[PROBLEMA A RESOLVER]
Por favor, transcreva palavra por palavra a parte do texto sobre a língua guarani entre "O guarani utiliza" e "arranhar (português europeu)", inclusive.

[TRECHO FORNECIDO]
O guarani não apresenta tons, porém a duração e intensidade da pronúncia das palavras pode alterar a interpretação de uma sentença, assim como no português. Frases declarativas, por exemplo, apresentam uma queda de tom ao seu final.[37]

O guarani utiliza uma variação do alfabeto latino conhecida como achegety. A utilização da escrita latina como base se deve aos jesuítas, que tentaram catalogar o idioma e sua gramática nos primórdios da colonização. Uma versão padrão da ortografia só foi adotada em larga escala, no entanto, a partir da década de 1950 e permanece em uso até hoje, praticamente inalterada.[32]

Alfabeto do Guarani (Consoantes)[32]
Fonema Grafia Exemplo Correspondência em Português
/p/ ⟨p⟩ popo ("pulo") pato
/t/ ⟨t⟩ tatu ("tatu") teto
/k/ ⟨k⟩ kakuaa ("crescer") carro
/ʔ/ ⟨'⟩ ou ⟨-⟩ mba'e ("coisa") ã-ã (interjeição)
/m/ ⟨m⟩ meme ("continuamente") meu
/n/ ⟨n⟩ nune ("talvez") nada
/ɲ/ ⟨ñ⟩ ñyñýi ("secar") arranhar (português europeu)
/ŋ/ ⟨g⟩ ou ⟨g̃⟩ haua ("para") Sem correspondência
/mb/ ⟨mb⟩ mbarakaja ("gato") ambiente
/nd/ ⟨nd⟩ nde ("você") Sem correspondência
/ŋg/ ⟨ng⟩ ngotyo ("em direção a") Sem correspondência
/s/ ⟨s⟩ sy ("mãe") sim
/∫/ ⟨ch⟩ ou ⟨x⟩ che ("eu") chave
/ʝ/ ⟨j⟩ ou ⟨y⟩ juka ("matar") Sem correspondência
/h/ ⟨h⟩, ⟨j⟩ ou ⟨jh⟩ ha ("e") carro (dialeto baiano)

[ENTRADAS LISTADAS]
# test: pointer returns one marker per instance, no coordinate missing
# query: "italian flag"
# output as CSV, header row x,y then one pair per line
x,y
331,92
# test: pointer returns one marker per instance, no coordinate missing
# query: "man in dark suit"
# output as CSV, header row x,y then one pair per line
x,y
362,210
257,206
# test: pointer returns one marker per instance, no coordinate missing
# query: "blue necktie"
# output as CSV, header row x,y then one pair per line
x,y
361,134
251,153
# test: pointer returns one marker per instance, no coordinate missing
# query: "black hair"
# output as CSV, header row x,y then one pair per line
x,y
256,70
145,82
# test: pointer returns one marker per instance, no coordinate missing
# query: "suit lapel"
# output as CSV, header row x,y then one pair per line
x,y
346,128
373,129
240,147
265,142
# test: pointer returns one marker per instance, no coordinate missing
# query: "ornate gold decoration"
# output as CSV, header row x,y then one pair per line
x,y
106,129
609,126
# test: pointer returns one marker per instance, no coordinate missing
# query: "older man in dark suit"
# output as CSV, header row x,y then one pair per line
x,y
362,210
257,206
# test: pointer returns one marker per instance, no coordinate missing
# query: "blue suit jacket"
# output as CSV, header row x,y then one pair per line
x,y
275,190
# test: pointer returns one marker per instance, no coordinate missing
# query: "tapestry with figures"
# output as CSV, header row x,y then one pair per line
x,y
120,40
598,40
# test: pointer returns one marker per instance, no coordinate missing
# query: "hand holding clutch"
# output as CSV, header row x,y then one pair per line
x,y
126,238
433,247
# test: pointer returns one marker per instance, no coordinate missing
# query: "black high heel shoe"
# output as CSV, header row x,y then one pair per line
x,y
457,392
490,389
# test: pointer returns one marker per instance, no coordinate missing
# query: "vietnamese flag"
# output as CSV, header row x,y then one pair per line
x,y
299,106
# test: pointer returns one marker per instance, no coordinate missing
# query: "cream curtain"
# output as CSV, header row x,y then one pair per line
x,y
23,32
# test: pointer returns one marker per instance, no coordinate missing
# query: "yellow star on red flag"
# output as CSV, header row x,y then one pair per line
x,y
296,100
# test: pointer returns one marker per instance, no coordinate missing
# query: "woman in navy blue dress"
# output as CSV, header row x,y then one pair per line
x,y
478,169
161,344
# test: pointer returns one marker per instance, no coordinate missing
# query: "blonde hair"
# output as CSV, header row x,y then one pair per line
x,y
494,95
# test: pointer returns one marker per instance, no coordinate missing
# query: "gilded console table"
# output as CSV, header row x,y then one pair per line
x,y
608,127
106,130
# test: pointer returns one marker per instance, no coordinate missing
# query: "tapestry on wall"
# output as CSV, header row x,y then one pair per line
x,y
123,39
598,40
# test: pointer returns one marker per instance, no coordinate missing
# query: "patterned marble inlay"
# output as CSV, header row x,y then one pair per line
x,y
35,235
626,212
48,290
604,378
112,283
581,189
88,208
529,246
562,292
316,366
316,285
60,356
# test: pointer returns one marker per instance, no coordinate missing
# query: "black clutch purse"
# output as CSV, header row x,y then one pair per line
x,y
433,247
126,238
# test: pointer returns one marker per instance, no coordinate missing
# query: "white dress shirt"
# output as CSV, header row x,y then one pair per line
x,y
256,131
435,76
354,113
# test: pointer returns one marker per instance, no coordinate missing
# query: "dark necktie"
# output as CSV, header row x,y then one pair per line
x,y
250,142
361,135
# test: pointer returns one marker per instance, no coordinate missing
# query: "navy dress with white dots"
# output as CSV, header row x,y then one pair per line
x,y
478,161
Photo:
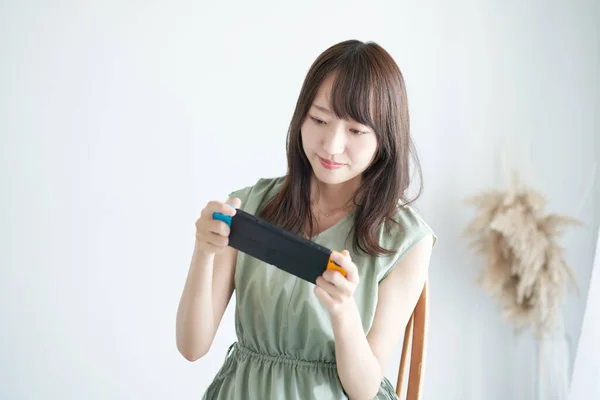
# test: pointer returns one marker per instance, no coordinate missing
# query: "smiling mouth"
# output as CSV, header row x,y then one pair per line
x,y
330,164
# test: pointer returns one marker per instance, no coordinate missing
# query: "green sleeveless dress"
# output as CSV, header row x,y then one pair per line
x,y
285,345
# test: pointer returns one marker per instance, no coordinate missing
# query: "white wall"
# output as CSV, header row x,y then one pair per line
x,y
119,121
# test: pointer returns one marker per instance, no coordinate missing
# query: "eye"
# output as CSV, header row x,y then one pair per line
x,y
317,121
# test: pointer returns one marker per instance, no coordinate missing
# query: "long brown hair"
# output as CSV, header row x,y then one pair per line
x,y
368,88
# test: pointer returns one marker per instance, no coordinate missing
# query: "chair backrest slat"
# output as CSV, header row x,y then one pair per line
x,y
415,338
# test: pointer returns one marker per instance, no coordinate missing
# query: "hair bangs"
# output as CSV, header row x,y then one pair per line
x,y
352,93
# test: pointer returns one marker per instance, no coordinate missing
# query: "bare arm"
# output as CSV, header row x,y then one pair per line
x,y
208,288
361,359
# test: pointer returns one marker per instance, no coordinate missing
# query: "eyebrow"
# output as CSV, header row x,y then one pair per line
x,y
324,109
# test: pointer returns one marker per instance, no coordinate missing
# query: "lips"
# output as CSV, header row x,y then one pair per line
x,y
329,164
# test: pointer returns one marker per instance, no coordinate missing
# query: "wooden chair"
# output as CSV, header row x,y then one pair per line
x,y
416,329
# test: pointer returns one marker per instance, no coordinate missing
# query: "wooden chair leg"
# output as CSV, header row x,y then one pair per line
x,y
404,355
419,348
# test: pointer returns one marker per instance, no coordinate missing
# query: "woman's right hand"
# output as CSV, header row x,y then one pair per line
x,y
212,235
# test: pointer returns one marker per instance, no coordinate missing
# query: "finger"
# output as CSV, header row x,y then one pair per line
x,y
216,206
332,290
324,297
217,240
234,202
341,285
219,227
343,260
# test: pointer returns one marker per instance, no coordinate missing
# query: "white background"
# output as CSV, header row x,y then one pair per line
x,y
120,120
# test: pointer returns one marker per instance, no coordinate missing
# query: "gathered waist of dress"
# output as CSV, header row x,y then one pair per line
x,y
238,349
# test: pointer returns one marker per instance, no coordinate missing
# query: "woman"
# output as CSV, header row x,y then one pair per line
x,y
348,150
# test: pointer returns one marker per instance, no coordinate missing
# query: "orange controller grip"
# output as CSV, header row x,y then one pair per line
x,y
332,265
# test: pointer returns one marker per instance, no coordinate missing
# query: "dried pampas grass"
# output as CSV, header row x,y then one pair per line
x,y
525,267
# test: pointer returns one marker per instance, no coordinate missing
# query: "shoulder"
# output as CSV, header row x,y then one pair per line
x,y
255,195
407,229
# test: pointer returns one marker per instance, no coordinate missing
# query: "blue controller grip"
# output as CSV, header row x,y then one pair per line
x,y
222,217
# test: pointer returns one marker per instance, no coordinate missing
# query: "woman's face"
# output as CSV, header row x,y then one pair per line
x,y
338,150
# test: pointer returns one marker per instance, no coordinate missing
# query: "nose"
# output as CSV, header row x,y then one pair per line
x,y
334,141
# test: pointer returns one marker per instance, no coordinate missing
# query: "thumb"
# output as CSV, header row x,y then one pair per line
x,y
234,202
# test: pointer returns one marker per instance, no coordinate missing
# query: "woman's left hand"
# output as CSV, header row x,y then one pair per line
x,y
334,290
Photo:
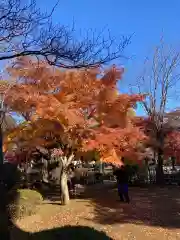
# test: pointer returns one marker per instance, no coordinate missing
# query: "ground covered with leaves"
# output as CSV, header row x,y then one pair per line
x,y
154,213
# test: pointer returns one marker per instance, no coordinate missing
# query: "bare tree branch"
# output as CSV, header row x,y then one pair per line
x,y
25,31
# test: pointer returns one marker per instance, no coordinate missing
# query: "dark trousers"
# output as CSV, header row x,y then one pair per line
x,y
123,192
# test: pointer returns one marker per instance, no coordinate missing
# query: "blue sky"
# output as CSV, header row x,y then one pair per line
x,y
146,20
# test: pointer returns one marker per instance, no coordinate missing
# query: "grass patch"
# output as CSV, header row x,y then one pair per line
x,y
26,204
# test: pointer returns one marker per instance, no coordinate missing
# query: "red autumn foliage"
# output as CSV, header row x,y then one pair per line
x,y
89,109
172,145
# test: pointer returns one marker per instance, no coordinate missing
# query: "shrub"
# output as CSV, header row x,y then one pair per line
x,y
26,203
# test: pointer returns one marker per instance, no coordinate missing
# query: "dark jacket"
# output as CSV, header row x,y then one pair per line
x,y
121,176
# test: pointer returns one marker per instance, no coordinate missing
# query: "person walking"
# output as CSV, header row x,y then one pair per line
x,y
122,184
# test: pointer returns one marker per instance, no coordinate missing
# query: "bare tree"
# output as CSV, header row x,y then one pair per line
x,y
25,31
159,80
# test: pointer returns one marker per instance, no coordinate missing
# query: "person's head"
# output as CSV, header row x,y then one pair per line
x,y
122,159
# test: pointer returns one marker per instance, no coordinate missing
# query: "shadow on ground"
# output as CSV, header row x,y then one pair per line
x,y
68,232
153,206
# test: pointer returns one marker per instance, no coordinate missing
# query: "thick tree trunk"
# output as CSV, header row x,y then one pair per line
x,y
159,169
64,189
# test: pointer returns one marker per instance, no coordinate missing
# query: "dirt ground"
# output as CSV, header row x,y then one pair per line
x,y
154,213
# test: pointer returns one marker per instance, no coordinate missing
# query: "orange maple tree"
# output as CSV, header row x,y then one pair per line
x,y
84,104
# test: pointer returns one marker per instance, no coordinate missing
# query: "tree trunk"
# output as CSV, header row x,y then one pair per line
x,y
159,168
64,189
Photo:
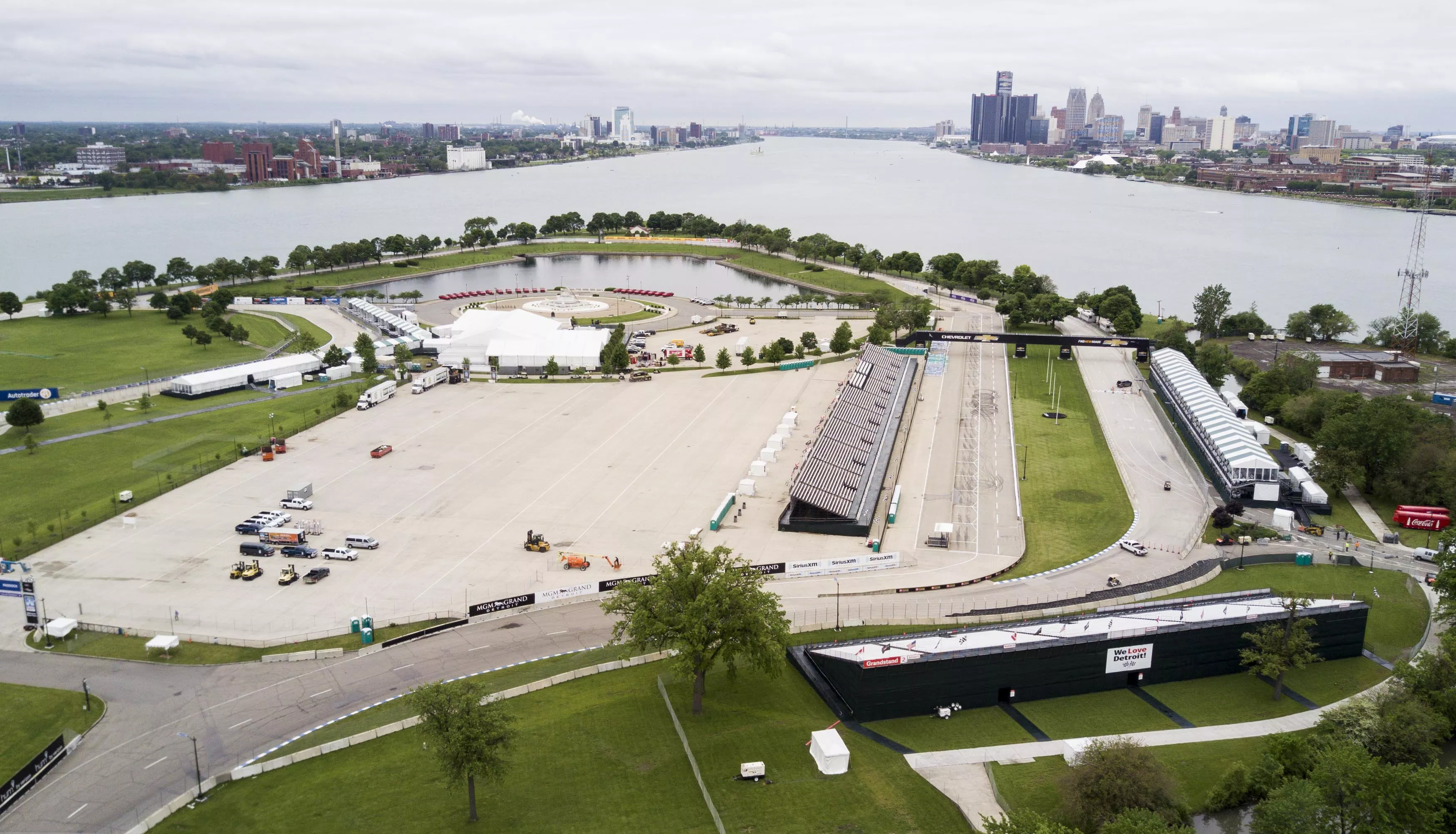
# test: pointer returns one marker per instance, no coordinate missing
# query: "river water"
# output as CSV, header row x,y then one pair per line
x,y
1165,242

[RESULTADO DA TAREFA]
O guarani utiliza uma variação do alfabeto latino conhecida como achegety. A utilização da escrita latina como base se deve aos jesuítas, que tentaram catalogar o idioma e sua gramática nos primórdios da colonização. Uma versão padrão da ortografia só foi adotada em larga escala, no entanto, a partir da década de 1950 e permanece em uso até hoje, praticamente inalterada.[32]

Alfabeto do Guarani (Consoantes)[32]
Fonema Grafia Exemplo Correspondência em Português
/p/ ⟨p⟩ popo ("pulo") pato
/t/ ⟨t⟩ tatu ("tatu") teto
/k/ ⟨k⟩ kakuaa ("crescer") carro
/ʔ/ ⟨'⟩ ou ⟨-⟩ mba'e ("coisa") ã-ã (interjeição)
/m/ ⟨m⟩ meme ("continuamente") meu
/n/ ⟨n⟩ nune ("talvez") nada
/ɲ/ ⟨ñ⟩ ñyñýi ("secar") arranhar (português europeu)